### INSTRUCTION
Select every line of the data below that contains the word "each", and copy those lines out.

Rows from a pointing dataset
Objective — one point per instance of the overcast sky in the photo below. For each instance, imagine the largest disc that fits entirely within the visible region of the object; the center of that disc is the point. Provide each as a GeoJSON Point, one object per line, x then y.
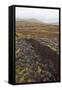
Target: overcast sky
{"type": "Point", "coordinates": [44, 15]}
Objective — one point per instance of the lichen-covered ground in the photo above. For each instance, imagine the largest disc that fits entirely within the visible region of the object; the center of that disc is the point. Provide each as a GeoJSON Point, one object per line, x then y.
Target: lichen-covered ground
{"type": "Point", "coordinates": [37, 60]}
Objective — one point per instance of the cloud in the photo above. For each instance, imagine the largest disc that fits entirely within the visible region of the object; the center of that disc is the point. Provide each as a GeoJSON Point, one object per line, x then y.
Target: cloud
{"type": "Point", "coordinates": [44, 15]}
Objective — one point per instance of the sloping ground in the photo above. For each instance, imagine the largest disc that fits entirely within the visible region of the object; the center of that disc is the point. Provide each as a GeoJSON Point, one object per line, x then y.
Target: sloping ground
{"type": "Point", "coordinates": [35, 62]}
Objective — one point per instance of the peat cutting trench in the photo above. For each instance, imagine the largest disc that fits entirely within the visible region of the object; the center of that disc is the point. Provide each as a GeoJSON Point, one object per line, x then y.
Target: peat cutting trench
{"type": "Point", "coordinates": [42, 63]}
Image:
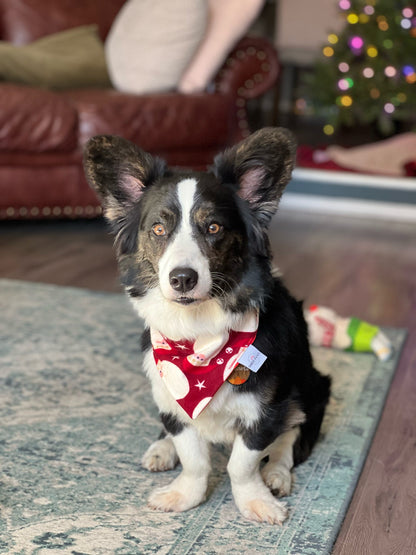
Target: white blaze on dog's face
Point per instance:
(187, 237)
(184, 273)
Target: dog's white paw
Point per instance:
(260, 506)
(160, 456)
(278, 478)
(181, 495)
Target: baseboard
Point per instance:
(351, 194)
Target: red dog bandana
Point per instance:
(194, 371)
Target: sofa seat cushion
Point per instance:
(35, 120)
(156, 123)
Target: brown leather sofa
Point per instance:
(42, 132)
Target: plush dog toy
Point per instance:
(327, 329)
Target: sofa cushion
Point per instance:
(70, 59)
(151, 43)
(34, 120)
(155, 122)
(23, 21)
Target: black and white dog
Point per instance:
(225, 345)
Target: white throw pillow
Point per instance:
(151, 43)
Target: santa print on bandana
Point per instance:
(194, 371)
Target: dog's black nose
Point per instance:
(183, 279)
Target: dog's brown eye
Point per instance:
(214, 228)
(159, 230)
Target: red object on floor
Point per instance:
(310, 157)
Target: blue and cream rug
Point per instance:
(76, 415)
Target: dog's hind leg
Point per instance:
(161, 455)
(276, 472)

==

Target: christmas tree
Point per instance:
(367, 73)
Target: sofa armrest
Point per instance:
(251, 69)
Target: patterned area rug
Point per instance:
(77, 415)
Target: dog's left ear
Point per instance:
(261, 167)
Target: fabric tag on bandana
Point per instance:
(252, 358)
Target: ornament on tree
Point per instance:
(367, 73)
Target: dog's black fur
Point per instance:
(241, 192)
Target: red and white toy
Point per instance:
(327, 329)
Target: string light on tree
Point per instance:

==

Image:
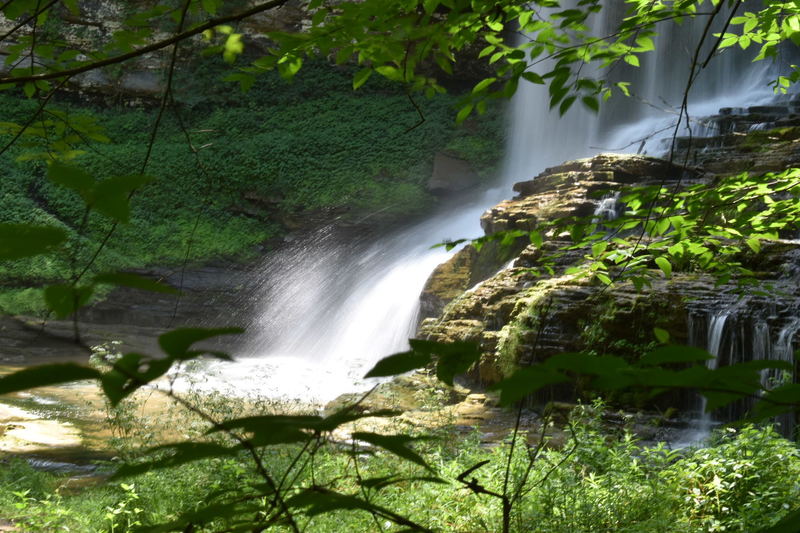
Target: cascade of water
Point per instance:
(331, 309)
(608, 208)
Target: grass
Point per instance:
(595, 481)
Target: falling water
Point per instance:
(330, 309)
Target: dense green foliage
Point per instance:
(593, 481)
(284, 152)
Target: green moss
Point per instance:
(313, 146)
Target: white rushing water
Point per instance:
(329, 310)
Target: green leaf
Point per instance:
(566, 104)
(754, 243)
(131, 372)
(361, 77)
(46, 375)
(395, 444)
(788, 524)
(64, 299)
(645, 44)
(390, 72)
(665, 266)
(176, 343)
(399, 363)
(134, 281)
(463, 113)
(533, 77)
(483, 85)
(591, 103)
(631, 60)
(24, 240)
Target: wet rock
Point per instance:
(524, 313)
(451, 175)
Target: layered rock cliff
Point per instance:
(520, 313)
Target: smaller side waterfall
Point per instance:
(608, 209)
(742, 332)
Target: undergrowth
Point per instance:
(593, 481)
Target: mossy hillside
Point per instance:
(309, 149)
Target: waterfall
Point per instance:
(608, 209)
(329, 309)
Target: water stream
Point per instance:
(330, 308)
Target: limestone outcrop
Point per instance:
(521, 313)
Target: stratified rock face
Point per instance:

### CORRECT ANSWER
Objective — one point per instance of the overcast sky in the photo below. For each instance, imagine the largest disc that fits entirely within the visible region of the object; the center of that disc is the point. Provide each as a GeoJSON Point, one object per line, x then y.
Objective — one point per instance of the lichen-covered ground in the photo above. For each instance, imagine the largest disc that fits entirely within the visible region of the object; the center of that disc is the point. Provide each as a GeoJSON Point, one object per line, x then y.
Objective — one point per instance of the cloud in the photo above. For each instance, imagine the largest disc that fits entirely within the visible region of the object; the center of that disc is the point. Provide each as a GeoJSON Point, one object per line, x then y.
Objective — one point per instance of the sloping ground in the photo above. For each instance, imagine the largest disc that fits entirely within the visible region of the object; the center of that disc is the point. Provide each as a GeoJSON Point, one object per line, x then y.
Objective — one point per instance of the peat cutting trench in the photo above. For each instance, imagine the largest disc that fits entirely within the visible region of the object; the center of that disc is the point. Provide each as a GeoJSON Point, one object per line, x then y.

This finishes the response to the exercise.